Return each line of the data below that contains the string "group", matching case exactly.

:::::

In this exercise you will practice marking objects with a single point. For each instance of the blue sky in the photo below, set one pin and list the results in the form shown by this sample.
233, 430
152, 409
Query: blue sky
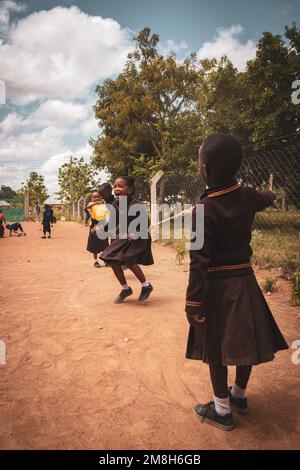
52, 54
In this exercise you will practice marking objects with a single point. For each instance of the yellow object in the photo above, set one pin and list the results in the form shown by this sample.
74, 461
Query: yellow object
99, 212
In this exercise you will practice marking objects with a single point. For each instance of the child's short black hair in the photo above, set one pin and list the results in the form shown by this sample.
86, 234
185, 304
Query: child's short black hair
222, 154
129, 181
105, 187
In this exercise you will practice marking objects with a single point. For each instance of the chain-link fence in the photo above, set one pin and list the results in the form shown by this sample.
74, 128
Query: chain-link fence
278, 161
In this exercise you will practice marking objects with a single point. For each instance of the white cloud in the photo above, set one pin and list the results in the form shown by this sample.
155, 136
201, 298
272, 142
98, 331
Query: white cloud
13, 174
6, 7
227, 43
11, 124
90, 127
32, 146
60, 53
172, 46
58, 113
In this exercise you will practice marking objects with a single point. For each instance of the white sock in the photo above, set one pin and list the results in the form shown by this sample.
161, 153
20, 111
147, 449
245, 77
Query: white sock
238, 392
222, 406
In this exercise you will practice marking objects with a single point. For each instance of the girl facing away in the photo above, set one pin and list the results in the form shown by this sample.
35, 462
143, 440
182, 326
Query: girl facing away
230, 321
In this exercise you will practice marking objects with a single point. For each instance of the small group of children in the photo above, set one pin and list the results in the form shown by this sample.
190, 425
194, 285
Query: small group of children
2, 222
14, 227
47, 221
230, 321
98, 212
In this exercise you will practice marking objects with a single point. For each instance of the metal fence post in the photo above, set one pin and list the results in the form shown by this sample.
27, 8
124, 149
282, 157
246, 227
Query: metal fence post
154, 206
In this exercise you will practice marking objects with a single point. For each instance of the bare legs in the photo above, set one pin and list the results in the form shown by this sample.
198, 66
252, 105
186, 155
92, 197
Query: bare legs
219, 376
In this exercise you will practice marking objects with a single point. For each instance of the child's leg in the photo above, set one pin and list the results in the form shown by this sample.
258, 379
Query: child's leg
146, 287
95, 260
219, 376
118, 272
126, 290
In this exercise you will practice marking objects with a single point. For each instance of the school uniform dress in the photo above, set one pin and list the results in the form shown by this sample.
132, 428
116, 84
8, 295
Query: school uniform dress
239, 328
99, 215
123, 250
47, 220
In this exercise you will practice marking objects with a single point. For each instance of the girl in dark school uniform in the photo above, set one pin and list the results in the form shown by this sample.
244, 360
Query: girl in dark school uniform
124, 250
230, 321
47, 221
99, 215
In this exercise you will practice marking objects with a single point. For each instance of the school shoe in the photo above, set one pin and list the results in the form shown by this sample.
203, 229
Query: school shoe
240, 405
208, 414
123, 295
145, 292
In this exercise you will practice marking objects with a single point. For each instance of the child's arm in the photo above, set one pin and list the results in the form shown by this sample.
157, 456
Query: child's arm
199, 261
260, 199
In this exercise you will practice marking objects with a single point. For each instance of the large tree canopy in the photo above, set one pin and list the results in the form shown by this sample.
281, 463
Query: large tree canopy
76, 179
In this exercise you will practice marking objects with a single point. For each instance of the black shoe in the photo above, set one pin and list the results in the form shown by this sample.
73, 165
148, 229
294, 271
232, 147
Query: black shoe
208, 414
123, 294
145, 292
240, 405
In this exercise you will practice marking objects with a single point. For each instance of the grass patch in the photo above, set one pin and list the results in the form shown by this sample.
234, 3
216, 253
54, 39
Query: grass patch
274, 249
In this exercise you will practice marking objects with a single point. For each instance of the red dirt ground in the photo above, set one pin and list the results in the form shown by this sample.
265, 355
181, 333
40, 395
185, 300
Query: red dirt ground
83, 373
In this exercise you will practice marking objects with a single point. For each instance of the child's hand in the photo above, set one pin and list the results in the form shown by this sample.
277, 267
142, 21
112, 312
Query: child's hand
196, 319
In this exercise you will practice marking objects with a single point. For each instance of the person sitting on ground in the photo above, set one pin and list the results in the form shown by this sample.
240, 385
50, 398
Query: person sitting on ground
16, 228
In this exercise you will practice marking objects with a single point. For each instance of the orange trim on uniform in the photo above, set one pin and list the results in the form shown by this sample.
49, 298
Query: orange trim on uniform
193, 303
224, 191
232, 266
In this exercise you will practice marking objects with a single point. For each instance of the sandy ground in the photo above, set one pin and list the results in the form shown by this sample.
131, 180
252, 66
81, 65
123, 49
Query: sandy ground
83, 373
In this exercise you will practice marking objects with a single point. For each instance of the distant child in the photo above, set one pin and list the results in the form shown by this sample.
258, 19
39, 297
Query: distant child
47, 221
124, 250
105, 192
16, 228
230, 321
2, 222
37, 209
98, 213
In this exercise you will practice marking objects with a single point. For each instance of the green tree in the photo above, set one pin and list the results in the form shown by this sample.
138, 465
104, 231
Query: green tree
147, 114
76, 178
36, 186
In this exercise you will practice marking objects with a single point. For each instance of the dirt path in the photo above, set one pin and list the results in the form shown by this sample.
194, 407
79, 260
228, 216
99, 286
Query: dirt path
83, 373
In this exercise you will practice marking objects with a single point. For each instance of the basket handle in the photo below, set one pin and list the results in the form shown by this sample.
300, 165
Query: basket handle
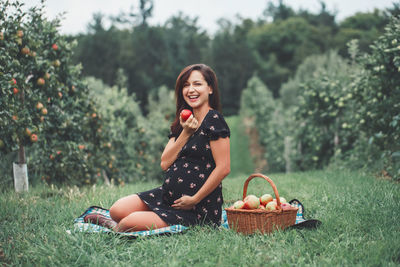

:::::

- **Task solution**
In this exercise you will practice marking objects with a single point. For each instance of the small group of children in the photo above, set one pin and list the results in the form shown by this sample.
Query: small group of children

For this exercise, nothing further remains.